◆ What you need to do
Wherever the word "below" appears in a line of the data, that line should be copied.

◆ Recorded information
* * * * * * *

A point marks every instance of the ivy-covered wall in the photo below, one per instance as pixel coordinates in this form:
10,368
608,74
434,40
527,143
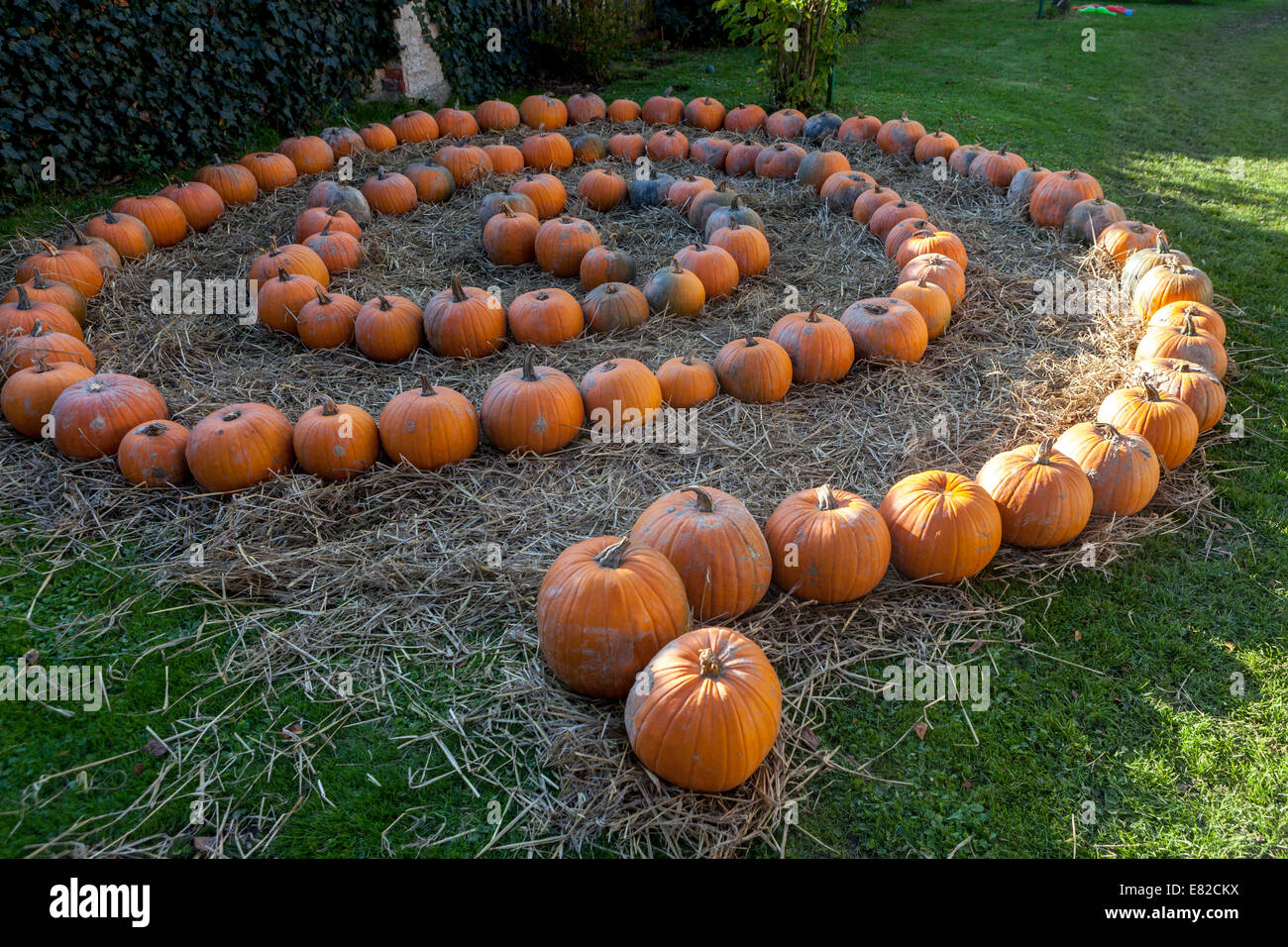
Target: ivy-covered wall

* * * * * * *

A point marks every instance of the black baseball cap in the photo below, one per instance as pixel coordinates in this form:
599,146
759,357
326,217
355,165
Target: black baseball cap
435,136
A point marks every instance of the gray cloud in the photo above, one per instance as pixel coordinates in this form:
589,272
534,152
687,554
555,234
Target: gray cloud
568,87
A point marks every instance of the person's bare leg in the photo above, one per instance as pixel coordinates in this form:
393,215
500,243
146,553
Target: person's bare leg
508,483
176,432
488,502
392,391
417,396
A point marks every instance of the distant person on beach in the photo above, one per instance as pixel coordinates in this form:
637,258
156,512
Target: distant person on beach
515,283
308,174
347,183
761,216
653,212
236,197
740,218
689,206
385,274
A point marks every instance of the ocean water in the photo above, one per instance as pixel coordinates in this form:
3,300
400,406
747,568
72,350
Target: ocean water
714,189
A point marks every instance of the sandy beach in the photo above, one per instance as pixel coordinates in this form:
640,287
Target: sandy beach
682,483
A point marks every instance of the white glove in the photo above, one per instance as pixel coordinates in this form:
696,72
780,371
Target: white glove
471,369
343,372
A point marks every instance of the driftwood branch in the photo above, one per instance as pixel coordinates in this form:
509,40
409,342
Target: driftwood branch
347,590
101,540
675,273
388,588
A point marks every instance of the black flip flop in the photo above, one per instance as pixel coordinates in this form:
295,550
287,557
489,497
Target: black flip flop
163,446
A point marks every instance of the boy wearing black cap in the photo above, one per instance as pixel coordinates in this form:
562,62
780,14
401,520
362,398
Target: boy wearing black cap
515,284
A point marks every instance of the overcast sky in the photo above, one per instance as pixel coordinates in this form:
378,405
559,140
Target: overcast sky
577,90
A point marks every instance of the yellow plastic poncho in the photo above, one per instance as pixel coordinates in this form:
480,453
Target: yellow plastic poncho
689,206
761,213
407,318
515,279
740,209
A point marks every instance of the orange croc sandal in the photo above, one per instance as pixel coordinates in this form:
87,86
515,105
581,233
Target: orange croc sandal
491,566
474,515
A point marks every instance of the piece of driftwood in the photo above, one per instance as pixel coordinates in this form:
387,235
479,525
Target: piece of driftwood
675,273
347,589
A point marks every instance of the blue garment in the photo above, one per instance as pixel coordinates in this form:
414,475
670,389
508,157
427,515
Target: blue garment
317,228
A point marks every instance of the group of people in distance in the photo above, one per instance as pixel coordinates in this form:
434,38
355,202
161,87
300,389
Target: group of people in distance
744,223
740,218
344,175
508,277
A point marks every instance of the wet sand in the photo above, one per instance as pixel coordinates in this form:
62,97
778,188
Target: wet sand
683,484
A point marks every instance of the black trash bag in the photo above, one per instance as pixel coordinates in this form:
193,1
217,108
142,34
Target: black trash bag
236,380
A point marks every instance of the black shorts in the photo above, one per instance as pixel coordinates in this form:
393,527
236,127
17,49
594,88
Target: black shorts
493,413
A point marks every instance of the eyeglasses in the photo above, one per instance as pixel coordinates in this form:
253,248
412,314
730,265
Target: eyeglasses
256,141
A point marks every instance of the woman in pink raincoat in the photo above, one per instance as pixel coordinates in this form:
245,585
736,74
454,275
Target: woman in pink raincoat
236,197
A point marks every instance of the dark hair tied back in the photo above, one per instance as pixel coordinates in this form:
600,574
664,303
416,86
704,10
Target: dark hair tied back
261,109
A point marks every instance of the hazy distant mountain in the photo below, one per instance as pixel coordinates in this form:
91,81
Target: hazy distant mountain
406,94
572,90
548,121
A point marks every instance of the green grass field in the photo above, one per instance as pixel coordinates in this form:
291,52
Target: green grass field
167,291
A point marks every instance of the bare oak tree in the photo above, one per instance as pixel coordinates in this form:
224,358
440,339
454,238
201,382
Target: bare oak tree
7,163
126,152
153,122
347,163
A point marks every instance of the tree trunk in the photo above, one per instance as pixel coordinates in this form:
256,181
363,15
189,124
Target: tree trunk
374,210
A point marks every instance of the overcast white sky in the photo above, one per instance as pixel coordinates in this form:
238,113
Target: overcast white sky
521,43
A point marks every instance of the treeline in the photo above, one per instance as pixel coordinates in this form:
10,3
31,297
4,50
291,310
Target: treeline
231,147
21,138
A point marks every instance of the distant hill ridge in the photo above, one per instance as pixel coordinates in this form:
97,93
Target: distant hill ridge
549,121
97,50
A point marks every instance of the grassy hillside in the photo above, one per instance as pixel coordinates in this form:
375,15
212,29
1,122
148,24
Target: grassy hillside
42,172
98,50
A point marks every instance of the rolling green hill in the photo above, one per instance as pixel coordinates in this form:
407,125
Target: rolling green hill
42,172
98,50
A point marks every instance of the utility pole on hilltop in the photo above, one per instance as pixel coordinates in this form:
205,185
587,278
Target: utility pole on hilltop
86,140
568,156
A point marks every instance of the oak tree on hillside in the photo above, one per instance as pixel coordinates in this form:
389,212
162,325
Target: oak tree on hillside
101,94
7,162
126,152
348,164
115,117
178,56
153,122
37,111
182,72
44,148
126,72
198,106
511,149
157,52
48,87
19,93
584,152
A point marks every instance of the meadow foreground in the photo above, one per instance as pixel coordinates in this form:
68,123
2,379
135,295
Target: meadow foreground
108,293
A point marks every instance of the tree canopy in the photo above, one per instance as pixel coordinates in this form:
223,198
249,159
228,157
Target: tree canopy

* * * * * * *

◆ Response
A point marks every instance of the ivy-covered wall in the photo below, one per instance as pixel coordinates in this form:
A point marks every instance of the black baseball cap in the photo below, one per instance as pixel coordinates in this form:
A point marks every instance of the hazy distant mountain in the photo below, one per instance as pixel coordinates in this form:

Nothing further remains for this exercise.